→ **Data to process**:

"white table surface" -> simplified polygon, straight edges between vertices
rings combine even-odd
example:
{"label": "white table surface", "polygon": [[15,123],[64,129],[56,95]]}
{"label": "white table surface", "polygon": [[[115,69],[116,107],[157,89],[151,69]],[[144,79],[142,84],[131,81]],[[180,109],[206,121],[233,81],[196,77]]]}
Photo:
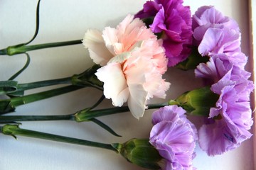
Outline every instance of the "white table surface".
{"label": "white table surface", "polygon": [[[42,0],[40,30],[31,44],[82,39],[87,28],[102,30],[105,26],[114,27],[127,13],[135,13],[140,10],[145,1]],[[35,29],[36,3],[36,0],[0,0],[0,49],[30,40]],[[214,5],[226,16],[235,18],[242,30],[243,52],[249,55],[247,1],[193,0],[186,1],[185,4],[191,6],[193,13],[201,6]],[[16,79],[20,83],[71,76],[82,72],[92,64],[82,45],[28,53],[31,62],[29,67]],[[26,56],[0,56],[0,80],[6,80],[22,67]],[[193,72],[169,69],[165,77],[172,84],[167,96],[169,99],[201,84],[199,81],[196,83],[193,81]],[[89,107],[100,95],[97,90],[85,89],[20,106],[14,115],[73,113]],[[102,107],[110,106],[110,104],[111,102],[107,101]],[[145,116],[139,121],[129,113],[100,118],[121,134],[122,137],[113,137],[92,123],[24,122],[21,128],[97,142],[123,142],[133,137],[148,137],[152,126],[151,112],[146,111]],[[196,147],[196,153],[193,165],[198,170],[254,169],[252,137],[239,148],[220,156],[209,157],[198,147]],[[0,135],[0,170],[9,169],[143,169],[128,163],[121,156],[109,150],[22,137],[15,140],[10,136]]]}

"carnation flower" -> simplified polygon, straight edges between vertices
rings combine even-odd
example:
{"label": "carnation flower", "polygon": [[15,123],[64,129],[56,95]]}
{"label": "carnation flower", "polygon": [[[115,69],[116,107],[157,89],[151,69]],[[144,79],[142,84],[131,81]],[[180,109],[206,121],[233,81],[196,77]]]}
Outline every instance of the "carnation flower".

→ **Task instructions**: Reproduce each record from above exactly; pictures do not belong in the copy.

→ **Problem solution**:
"white table surface" -> simplified polygon, straight edges between vertices
rings combine even-odd
example:
{"label": "white table surface", "polygon": [[15,123],[64,129],[56,95]]}
{"label": "white table surface", "polygon": [[[115,69],[116,107],[157,89],[151,69]],[[144,79],[142,84],[131,81]],[[180,109],[206,121],[233,81],[196,77]]]}
Photo:
Outline every instance of the "white table surface".
{"label": "white table surface", "polygon": [[[42,0],[40,30],[31,44],[82,39],[87,28],[102,30],[105,26],[114,27],[127,13],[135,13],[140,10],[145,1]],[[35,29],[36,3],[36,0],[0,0],[0,49],[30,40]],[[214,5],[226,16],[235,18],[242,30],[243,52],[249,55],[247,1],[193,0],[186,1],[185,4],[191,6],[193,13],[201,6]],[[16,79],[20,83],[71,76],[82,72],[92,64],[82,45],[28,53],[31,62],[29,67]],[[26,56],[0,56],[0,80],[6,80],[22,67]],[[193,72],[169,69],[165,77],[172,84],[167,96],[169,99],[201,84],[199,81],[196,83],[193,81]],[[89,107],[100,95],[97,90],[85,89],[20,106],[14,115],[73,113]],[[102,107],[110,106],[110,104],[111,102],[107,101]],[[145,116],[139,121],[129,113],[100,118],[121,134],[122,137],[113,137],[92,123],[24,122],[21,128],[97,142],[123,142],[133,137],[148,137],[152,126],[151,112],[146,111]],[[196,147],[196,153],[193,165],[198,170],[254,169],[252,137],[239,148],[220,156],[209,157],[198,147]],[[0,135],[0,170],[9,169],[143,169],[128,163],[121,156],[109,150],[22,137],[15,140],[10,136]]]}

"carnation flower" -> simplified polygon, straight edges between vertices
rings combine even-odd
example:
{"label": "carnation flower", "polygon": [[15,123],[64,129],[56,95]]}
{"label": "carnation flower", "polygon": [[[115,69],[116,107],[157,89],[151,69]],[[144,79],[142,84],[131,81]],[[180,109],[206,121],[233,81],[196,77]]]}
Outline every instance of the "carnation flower".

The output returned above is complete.